[Image-grounded pointing data]
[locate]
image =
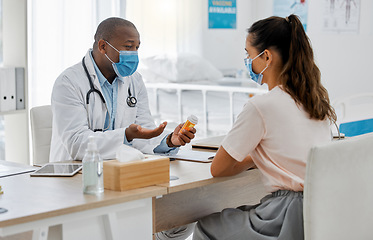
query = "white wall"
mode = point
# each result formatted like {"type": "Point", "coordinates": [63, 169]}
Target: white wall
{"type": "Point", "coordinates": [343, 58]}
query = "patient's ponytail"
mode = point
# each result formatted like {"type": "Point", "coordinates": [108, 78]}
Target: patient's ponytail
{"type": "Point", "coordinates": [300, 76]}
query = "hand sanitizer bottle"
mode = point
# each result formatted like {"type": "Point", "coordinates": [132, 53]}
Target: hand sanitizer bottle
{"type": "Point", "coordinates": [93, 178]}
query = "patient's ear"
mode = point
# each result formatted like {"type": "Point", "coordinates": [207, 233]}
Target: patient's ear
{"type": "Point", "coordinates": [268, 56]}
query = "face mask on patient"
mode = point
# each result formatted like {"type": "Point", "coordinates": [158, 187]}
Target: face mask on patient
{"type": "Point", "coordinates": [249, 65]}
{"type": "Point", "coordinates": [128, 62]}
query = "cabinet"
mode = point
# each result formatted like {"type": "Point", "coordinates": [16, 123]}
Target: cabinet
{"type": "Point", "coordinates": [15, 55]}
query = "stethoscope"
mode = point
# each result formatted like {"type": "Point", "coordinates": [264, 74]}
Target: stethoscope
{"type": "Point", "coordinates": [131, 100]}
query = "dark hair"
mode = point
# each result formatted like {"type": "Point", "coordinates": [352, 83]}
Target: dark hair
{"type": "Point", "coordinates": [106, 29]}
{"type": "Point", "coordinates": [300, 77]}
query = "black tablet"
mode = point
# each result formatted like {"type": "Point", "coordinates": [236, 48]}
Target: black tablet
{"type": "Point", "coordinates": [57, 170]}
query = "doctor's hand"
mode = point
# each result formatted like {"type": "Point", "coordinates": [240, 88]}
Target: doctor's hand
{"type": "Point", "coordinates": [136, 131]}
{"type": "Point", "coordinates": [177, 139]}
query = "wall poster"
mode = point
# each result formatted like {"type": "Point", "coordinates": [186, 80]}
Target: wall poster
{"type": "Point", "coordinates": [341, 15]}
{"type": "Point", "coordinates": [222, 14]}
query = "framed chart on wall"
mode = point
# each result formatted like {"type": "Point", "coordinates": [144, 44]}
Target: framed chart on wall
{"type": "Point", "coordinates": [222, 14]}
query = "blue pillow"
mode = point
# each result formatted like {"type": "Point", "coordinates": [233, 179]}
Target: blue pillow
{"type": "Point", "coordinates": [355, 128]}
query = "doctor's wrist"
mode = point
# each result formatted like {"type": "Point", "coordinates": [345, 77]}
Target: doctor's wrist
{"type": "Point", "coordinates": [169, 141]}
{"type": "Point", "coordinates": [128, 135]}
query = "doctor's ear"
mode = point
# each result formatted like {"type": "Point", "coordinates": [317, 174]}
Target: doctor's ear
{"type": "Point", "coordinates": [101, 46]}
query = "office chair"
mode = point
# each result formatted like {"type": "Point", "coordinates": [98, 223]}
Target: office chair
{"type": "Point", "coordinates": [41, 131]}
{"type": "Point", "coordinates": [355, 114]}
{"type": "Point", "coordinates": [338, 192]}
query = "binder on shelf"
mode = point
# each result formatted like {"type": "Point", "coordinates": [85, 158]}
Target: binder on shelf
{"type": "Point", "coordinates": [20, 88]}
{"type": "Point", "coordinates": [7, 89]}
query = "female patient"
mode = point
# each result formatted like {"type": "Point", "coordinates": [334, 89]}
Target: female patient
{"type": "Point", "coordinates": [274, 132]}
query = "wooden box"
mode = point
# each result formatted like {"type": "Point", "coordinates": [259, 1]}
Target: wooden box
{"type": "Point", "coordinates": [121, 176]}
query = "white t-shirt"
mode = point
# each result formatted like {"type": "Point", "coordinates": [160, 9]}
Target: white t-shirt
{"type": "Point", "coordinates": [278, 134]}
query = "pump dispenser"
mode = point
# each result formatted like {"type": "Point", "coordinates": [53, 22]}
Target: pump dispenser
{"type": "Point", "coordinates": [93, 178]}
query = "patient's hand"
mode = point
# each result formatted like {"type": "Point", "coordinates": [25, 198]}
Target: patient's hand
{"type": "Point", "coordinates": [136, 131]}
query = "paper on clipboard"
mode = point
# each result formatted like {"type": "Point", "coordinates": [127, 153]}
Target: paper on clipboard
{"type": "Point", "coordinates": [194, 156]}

---

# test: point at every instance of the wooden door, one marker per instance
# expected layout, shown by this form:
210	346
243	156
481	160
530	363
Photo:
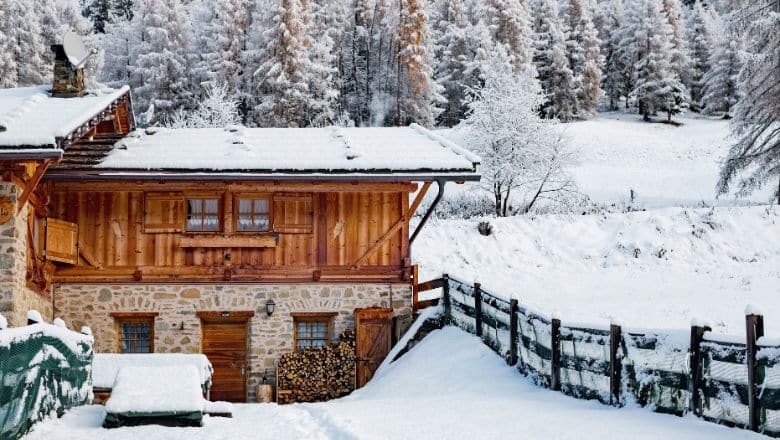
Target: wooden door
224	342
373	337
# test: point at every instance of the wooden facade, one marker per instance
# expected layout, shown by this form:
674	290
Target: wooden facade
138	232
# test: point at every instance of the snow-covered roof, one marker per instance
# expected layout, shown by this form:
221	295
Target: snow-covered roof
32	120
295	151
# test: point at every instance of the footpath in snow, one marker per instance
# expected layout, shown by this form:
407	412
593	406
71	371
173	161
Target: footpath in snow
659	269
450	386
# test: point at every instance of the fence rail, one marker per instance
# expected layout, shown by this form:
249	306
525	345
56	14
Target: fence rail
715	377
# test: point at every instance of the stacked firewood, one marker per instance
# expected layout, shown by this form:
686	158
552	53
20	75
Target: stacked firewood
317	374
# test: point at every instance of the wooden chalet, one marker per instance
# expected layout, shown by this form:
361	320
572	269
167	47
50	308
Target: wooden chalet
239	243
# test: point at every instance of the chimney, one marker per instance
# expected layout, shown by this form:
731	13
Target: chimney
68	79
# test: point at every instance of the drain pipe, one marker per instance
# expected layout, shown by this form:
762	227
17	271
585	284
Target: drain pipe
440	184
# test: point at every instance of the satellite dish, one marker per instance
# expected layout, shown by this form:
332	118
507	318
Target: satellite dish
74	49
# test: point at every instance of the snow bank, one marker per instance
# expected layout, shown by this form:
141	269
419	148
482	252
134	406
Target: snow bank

* **PROBLEM STATEMENT**: Please return every line of the records that contains the word "bank".

* **ANSWER AREA**:
# test: point at every instance of the snow bank, one marker per instance
Target: snow bank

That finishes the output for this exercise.